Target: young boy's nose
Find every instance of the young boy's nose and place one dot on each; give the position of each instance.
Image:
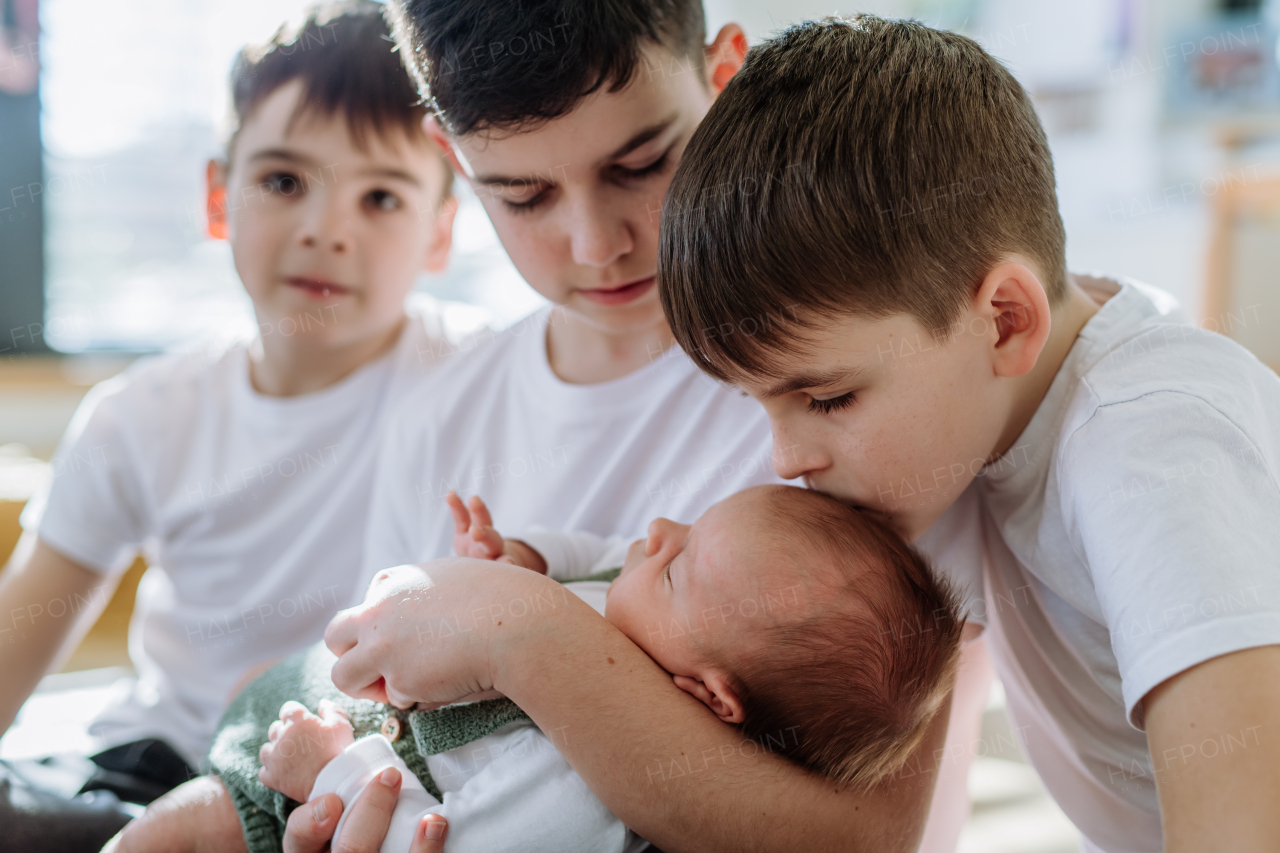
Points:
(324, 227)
□ □ □ □ □ □ □
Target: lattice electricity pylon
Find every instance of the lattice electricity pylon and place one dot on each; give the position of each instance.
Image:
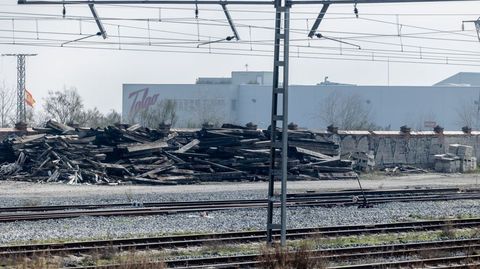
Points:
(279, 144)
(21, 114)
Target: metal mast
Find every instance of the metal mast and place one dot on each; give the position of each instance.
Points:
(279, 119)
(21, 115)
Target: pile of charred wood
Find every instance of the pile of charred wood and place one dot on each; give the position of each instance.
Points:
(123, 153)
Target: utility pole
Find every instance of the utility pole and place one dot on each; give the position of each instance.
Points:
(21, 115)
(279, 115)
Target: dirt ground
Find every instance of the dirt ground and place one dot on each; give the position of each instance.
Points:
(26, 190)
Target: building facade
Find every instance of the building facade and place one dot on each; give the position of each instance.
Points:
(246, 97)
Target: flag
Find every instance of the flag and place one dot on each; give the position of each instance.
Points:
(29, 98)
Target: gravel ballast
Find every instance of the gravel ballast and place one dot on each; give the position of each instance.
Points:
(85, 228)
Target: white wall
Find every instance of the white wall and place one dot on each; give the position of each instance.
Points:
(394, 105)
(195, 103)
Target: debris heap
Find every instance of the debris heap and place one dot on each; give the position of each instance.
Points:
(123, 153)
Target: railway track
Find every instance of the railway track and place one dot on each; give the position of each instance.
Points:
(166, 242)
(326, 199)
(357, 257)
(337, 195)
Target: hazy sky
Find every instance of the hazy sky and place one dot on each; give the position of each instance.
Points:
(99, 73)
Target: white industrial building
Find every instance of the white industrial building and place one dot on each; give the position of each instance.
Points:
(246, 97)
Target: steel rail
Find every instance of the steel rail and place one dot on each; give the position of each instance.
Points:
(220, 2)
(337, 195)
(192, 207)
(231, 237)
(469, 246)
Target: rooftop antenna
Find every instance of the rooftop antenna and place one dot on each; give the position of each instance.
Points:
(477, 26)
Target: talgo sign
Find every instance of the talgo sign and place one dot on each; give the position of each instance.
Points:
□ □ □ □ □ □ □
The range runs from the line above containing "Find every instance of the building" to the line containing "Target: hazy sky", inclusive. Restate those lines word for word and no others.

Find every instance of the building facade and place one dot on each; give the position of each instance.
Points:
(246, 97)
Target: flag
Find every instance of the flag and place one dot on each; give the position of each instance.
Points:
(29, 98)
Target: gravel ballast
Find every instance of the gravel ballast and place one dot on each; give the position of each instance.
Points:
(85, 228)
Target: white wall
Find every instance of the white wall and place one dot on each; give the position of each instance.
Points:
(394, 105)
(195, 103)
Target: debris heap
Find every instance of the debris heap and place one dot on each; give the position of each instance.
Points:
(123, 153)
Target: railway track
Find every instance of the railway track and place one dot on each; give the position of each instance.
Points:
(166, 242)
(326, 199)
(357, 257)
(337, 195)
Target: hazy sky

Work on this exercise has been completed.